[Position annotation records]
________________________

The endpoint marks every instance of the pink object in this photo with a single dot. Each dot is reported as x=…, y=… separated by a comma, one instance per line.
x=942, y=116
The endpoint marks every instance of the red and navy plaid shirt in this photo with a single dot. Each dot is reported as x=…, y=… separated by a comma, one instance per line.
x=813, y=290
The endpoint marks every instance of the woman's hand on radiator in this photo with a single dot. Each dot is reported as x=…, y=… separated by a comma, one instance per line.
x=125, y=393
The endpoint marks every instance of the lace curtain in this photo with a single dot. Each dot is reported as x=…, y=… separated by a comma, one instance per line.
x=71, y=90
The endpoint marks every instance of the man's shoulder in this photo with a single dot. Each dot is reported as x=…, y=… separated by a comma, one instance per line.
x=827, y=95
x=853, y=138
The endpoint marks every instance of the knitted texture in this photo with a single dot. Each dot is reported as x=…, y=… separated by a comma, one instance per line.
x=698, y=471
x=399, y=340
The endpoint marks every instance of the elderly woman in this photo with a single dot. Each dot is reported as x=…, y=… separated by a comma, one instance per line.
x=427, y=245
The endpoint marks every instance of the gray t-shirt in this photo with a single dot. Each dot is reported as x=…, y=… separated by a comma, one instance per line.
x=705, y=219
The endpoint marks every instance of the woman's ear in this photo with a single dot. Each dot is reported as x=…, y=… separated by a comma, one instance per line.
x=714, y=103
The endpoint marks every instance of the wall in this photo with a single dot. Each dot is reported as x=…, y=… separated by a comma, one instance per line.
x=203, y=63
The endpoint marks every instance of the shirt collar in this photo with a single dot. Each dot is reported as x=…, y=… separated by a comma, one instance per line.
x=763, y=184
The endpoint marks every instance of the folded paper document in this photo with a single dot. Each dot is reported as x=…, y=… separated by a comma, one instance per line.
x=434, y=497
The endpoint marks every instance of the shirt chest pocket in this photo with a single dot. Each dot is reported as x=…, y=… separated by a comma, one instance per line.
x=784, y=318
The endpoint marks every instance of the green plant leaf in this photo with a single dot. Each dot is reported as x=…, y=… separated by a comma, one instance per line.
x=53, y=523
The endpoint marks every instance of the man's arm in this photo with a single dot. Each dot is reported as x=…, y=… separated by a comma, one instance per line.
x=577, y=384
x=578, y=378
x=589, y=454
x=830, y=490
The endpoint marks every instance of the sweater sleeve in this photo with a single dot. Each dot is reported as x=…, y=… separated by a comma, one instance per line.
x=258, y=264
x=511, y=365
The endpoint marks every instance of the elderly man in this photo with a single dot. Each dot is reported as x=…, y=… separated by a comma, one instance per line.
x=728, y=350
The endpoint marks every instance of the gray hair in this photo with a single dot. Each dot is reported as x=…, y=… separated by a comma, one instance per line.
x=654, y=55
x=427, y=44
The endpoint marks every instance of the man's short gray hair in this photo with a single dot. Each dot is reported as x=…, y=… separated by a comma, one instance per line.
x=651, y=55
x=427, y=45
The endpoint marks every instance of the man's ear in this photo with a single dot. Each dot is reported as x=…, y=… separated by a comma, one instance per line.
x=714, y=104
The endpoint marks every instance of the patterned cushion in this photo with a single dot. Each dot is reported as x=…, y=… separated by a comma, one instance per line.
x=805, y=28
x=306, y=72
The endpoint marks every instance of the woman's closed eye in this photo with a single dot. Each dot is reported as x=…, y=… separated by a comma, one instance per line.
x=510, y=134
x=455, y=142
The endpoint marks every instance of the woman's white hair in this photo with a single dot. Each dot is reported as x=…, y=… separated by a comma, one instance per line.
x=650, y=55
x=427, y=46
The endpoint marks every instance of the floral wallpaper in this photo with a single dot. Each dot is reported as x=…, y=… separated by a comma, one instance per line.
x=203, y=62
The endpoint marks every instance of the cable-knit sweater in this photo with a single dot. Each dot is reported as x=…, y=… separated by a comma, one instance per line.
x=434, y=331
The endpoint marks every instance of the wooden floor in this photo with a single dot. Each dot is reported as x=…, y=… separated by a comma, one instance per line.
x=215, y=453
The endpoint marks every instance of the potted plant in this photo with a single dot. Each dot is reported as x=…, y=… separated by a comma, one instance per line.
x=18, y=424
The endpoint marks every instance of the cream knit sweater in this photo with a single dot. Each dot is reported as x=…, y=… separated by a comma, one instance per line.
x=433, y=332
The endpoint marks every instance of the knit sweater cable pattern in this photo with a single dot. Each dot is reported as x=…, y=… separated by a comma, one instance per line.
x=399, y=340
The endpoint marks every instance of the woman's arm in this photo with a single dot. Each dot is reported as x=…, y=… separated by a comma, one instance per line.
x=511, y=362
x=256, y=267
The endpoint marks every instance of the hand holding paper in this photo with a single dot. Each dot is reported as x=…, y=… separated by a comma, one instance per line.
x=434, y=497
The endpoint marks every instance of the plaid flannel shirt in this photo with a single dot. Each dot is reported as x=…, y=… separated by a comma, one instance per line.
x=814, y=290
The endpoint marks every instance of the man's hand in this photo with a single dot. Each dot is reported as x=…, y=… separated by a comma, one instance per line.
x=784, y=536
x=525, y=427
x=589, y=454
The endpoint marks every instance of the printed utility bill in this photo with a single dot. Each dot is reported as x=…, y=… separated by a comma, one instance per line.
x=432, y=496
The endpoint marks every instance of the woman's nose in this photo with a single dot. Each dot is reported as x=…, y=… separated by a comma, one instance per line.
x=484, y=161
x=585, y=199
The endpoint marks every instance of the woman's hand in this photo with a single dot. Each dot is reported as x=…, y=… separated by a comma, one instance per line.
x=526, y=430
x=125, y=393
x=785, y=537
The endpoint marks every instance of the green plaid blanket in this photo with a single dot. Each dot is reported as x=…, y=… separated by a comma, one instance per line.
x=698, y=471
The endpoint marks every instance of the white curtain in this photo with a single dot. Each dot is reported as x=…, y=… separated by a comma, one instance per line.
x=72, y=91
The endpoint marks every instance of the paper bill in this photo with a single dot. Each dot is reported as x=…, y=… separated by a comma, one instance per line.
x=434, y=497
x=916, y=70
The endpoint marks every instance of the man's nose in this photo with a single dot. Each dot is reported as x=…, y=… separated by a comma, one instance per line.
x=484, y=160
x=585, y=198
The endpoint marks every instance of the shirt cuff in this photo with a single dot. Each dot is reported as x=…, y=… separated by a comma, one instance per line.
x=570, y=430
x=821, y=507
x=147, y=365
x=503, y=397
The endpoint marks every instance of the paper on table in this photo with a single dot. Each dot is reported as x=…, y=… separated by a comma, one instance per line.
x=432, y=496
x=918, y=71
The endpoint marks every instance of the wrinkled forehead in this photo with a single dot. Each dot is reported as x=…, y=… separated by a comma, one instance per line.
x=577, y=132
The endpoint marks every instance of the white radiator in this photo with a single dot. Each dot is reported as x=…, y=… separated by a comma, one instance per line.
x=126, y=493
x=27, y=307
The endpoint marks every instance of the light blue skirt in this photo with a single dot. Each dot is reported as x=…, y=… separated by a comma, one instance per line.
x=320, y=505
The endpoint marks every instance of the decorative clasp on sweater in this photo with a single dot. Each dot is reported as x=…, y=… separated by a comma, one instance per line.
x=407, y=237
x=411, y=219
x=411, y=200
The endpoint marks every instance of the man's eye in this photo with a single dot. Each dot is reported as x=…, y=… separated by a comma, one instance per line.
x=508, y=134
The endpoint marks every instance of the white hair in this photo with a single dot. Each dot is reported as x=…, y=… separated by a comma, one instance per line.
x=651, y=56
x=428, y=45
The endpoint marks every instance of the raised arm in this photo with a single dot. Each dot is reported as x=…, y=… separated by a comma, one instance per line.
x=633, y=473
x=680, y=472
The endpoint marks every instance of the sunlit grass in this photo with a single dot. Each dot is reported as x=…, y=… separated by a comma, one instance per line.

________________________

Task:
Repeat the lines from the one containing "The endpoint marks every instance of the woman's nose" through the one containing "x=585, y=199", both included, word for word.

Task solution:
The endpoint marks every instance of the woman's nose in this photo with a single dot. Each dot is reported as x=…, y=… separated by a comma, one instance per line.
x=484, y=161
x=585, y=199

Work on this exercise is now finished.